## SET PROBLEM
Print every entry exactly as written.
+++ MATERIAL FOR THE TASK +++
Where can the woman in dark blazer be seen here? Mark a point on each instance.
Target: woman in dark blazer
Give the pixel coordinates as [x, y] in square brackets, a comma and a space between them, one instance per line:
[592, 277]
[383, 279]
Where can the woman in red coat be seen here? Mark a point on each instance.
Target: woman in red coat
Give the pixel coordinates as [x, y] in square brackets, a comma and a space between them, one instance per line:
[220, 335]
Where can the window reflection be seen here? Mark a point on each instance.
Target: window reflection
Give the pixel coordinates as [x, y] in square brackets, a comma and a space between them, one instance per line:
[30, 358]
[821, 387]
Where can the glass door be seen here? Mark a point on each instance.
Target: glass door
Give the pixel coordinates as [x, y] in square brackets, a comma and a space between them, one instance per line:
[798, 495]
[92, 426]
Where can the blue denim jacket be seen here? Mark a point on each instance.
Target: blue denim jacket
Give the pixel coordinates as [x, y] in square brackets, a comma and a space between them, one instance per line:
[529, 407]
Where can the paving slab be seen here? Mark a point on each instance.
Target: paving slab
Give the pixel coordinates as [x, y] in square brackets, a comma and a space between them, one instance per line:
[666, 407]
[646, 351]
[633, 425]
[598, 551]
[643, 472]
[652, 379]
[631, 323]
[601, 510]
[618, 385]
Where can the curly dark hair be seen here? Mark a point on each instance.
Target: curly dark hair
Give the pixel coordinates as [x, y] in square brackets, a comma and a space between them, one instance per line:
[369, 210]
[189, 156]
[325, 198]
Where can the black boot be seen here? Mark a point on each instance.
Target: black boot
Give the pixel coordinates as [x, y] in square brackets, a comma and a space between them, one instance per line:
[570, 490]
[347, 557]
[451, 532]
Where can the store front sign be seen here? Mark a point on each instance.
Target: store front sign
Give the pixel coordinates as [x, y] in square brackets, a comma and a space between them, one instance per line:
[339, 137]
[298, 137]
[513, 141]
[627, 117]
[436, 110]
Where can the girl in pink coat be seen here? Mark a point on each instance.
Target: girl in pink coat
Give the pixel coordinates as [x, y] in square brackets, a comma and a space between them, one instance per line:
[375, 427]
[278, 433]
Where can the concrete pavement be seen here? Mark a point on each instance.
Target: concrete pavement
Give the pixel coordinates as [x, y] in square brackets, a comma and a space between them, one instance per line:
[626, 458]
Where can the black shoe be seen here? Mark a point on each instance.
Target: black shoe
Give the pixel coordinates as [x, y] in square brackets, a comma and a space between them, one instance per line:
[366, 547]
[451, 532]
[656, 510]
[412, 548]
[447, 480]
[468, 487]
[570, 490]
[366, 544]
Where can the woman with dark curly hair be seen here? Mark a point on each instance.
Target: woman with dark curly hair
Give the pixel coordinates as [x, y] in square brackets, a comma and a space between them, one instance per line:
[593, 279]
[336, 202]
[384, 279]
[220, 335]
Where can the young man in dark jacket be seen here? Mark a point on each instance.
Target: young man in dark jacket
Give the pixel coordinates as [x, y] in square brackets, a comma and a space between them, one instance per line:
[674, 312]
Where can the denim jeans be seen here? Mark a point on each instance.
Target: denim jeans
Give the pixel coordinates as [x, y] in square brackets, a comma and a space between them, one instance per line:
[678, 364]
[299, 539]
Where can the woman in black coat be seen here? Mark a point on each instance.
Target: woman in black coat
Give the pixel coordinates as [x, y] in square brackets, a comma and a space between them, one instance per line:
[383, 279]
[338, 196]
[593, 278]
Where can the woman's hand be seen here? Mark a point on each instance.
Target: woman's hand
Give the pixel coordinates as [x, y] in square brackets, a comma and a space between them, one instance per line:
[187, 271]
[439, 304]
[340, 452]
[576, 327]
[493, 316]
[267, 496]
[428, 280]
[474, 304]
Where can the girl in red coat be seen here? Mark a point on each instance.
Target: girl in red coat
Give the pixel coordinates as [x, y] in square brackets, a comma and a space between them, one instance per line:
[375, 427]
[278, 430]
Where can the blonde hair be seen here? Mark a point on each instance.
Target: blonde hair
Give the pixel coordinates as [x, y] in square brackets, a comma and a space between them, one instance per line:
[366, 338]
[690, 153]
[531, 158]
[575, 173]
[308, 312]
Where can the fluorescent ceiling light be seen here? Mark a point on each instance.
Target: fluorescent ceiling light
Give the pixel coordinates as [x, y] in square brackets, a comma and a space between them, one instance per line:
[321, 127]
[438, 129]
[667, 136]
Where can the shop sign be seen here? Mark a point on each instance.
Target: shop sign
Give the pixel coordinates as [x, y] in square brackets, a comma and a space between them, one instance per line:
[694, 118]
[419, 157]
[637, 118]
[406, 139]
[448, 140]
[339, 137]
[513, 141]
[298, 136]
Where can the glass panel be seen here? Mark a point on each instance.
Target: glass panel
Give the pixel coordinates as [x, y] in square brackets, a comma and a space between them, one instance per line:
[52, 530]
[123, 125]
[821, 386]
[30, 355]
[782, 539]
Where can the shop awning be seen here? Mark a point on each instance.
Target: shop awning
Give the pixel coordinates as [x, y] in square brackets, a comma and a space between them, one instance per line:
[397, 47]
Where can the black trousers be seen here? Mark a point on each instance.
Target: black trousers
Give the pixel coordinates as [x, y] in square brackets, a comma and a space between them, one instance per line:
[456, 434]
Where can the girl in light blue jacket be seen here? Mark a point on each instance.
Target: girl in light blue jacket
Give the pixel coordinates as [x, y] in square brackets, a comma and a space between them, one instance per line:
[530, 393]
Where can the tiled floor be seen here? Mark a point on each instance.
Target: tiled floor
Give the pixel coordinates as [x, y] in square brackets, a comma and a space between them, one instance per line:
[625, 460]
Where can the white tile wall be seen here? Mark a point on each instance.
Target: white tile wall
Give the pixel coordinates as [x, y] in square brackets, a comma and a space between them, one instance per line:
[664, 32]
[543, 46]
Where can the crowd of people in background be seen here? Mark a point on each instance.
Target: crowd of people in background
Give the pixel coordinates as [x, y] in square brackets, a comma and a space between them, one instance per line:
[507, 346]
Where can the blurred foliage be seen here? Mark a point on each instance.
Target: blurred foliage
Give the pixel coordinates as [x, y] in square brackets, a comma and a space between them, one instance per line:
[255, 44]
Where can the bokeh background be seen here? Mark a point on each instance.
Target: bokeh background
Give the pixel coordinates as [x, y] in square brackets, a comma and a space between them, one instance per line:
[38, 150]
+++
## TASK RESPONSE
Where can the woman in dark blazer be seen here? Mark a point on each instance.
Target: woman in dark blazer
Give the pixel coordinates as [x, y] in square brackets, a comma and a space between them, one instance per line:
[592, 277]
[383, 279]
Where can the woman in red coat be seen here? Mark a point on each instance.
Target: woman in red coat
Give the pixel coordinates as [x, y] in square brackets, a comma and a space between them, one instance per line:
[220, 335]
Where can the window reflection be seen here? Mark a point on each instance.
Target: window reflection
Give the pixel coordinates as [x, y] in square brackets, a comma and a space between them, one instance per line:
[30, 358]
[821, 387]
Where can the glass door be seen here? Mark a point on each instance.
Target: glass door
Give the pixel coordinates as [x, y] in square brackets, a comma and a space between them, one instance per line:
[798, 495]
[92, 426]
Where can the blue denim jacket be seen here? Mark a point on each instance.
Target: blue denim jacket
Give the pixel coordinates as [x, y] in square brackets, a comma and a space between them, one instance per line:
[529, 407]
Where can the paving slab be seen here? Mark a point on each instance.
Target: paving slab
Give the pixel coordinates as [x, y] in square brackets, a comma and a space between them, one instance per line:
[666, 407]
[646, 351]
[633, 425]
[598, 551]
[643, 472]
[652, 379]
[631, 323]
[601, 510]
[618, 385]
Where can the curly dark hair be seen here? Mark a point on each instance.
Target: curly dark hair
Give the pixel coordinates as [x, y] in square brackets, a comma and a space between them, one instance per line:
[369, 210]
[189, 156]
[325, 198]
Where can the black boot be seen here? Mark a point on each instance.
Target: black boot
Give the pixel coordinates as [x, y] in square brackets, a comma and a space between them, one instance per line:
[570, 490]
[347, 557]
[451, 532]
Where can the store front sign be seen here? Mark a point on each instance.
Target: store front sign
Give the pixel coordinates as [x, y] in square brackets, a comma and a space between them, one instance per line:
[339, 137]
[298, 137]
[513, 141]
[627, 117]
[436, 110]
Where can the girl in pink coat be seen here? Mark a point on each instance.
Target: girl in pink coat
Give the pixel coordinates as [x, y] in square brackets, a comma and a space between them, one instance per line:
[375, 427]
[278, 433]
Where can the concrete pavement be seen here? Mark a point on each instance.
Target: concrete pavement
Give the pixel coordinates as [x, y] in square brackets, a comma and a space between them, one instance per line:
[626, 458]
Where can the black shoe be seen here? Mark a point on each instance.
Target: black shoe
Give the pixel coordinates as [x, y] in square brackets, a comma and a space between them, one instance per line:
[366, 547]
[451, 532]
[656, 510]
[412, 548]
[447, 480]
[468, 487]
[570, 490]
[366, 544]
Where can the woman with dark curly hair be seen here? Mark a point on each instance.
Target: woman with dark curly hair
Give the pixel coordinates as [x, y] in square brackets, a comma and a space between them, one instance per line:
[593, 279]
[336, 202]
[384, 279]
[220, 335]
Where can the young man in dark jacket be seen here? Mark a point on each instance.
Target: young man in dark jacket
Give the pixel coordinates as [x, y] in square brackets, a comma and a space between them, one instance per line:
[674, 312]
Where can the denim jeans be seen here? Mark a point on each instance.
Target: denim jeans
Give the pixel coordinates as [x, y] in square brackets, a comma and a space between them, one instance per line:
[678, 364]
[299, 539]
Where can the woman in black coat be seen here? Mark a point on each instance.
Target: woman in black coat
Give the pixel coordinates as [x, y] in square brackets, a comma and a space between them, one instance per line:
[383, 279]
[338, 196]
[593, 278]
Where can the woman's hand be seen here? Mark a point on each instance.
Target: woman's hand
Give the pixel coordinates as [x, y] in square brackets, a comma and a space between them, one instance per line:
[187, 271]
[439, 304]
[340, 452]
[576, 327]
[493, 316]
[267, 496]
[428, 280]
[474, 304]
Where can the girl in red coat be seen here? Mark a point on each instance.
Target: girl in red coat
Give the pixel coordinates as [x, y] in square brackets, a comma and a space between them, one instance per line:
[375, 427]
[278, 430]
Where can the blonde hair be seen here? Mark a point on each instance.
Target: blonde hair
Give the pixel coordinates as [x, y] in square brackets, a comma and a space between them, one instance per line:
[366, 338]
[690, 153]
[531, 158]
[575, 173]
[308, 312]
Where can the fluorescent ceiling light be seen here? Mark a point on each instance.
Target: fluorescent ceiling light
Give the pixel coordinates as [x, y] in square brackets, a comma and a space between them, one instance per line:
[321, 127]
[438, 129]
[667, 136]
Where can the shop sign be seen here? Mark a point on each instance.
Target: shop sign
Give the pixel coordinates as [x, y] in square brackets, a comma and a space between them, one instance per line:
[694, 118]
[419, 157]
[637, 118]
[406, 139]
[448, 140]
[339, 137]
[513, 141]
[298, 136]
Where can the glass panel be seen here? Mark a point on each instance.
Target: glass panel
Give the pixel coordinates as [x, y] in square brackets, a comma and a space between them, one instance per line:
[52, 530]
[123, 125]
[821, 386]
[30, 355]
[782, 539]
Where can the shop awning be seen here? Mark a point on each instance.
Target: shop awning
Give the pixel coordinates as [x, y] in square brackets, a comma and a space between them, one instance per line:
[397, 47]
Where can the black trousers be seen here? Mark a point on each instance.
Target: black trousers
Give the pixel coordinates as [x, y] in square brackets, a comma and a space between them, one instance per line:
[456, 434]
Where can the girl in light blue jacket be seen here? Mark a point on each instance.
Target: girl in light blue jacket
Give the pixel coordinates as [x, y] in square brackets, a comma and a space between them, one instance per line:
[530, 393]
Where can the tiled floor be seen here? Mark a point on each instance.
Target: tiled floor
Give the pixel coordinates as [x, y] in square brackets, a comma and a space between them, one instance per line:
[625, 460]
Where can the white tile wall be seen here? Mark a point on each instance.
Target: white tile wall
Give the pixel coordinates as [x, y] in square brackets, a comma and a space between them, one instance per line:
[664, 32]
[543, 46]
Where can the crowd of people in background be seen here? Mark a point on each instance.
Target: crowd of people in background
Give the pixel coordinates as [x, y] in square brackets, a comma and a space between them, one instance per line:
[507, 346]
Where can the blurred foliage be seen here? Mark a point on each instance.
Target: blurred foliage
Give the pixel coordinates as [x, y] in square brackets, a comma and a space between them, one instance per line:
[255, 44]
Where can the bokeh background be seen here? Mark a point on each instance.
Target: bokeh background
Give the pixel coordinates as [x, y] in square brackets, a comma and a space between them, one instance per line:
[38, 150]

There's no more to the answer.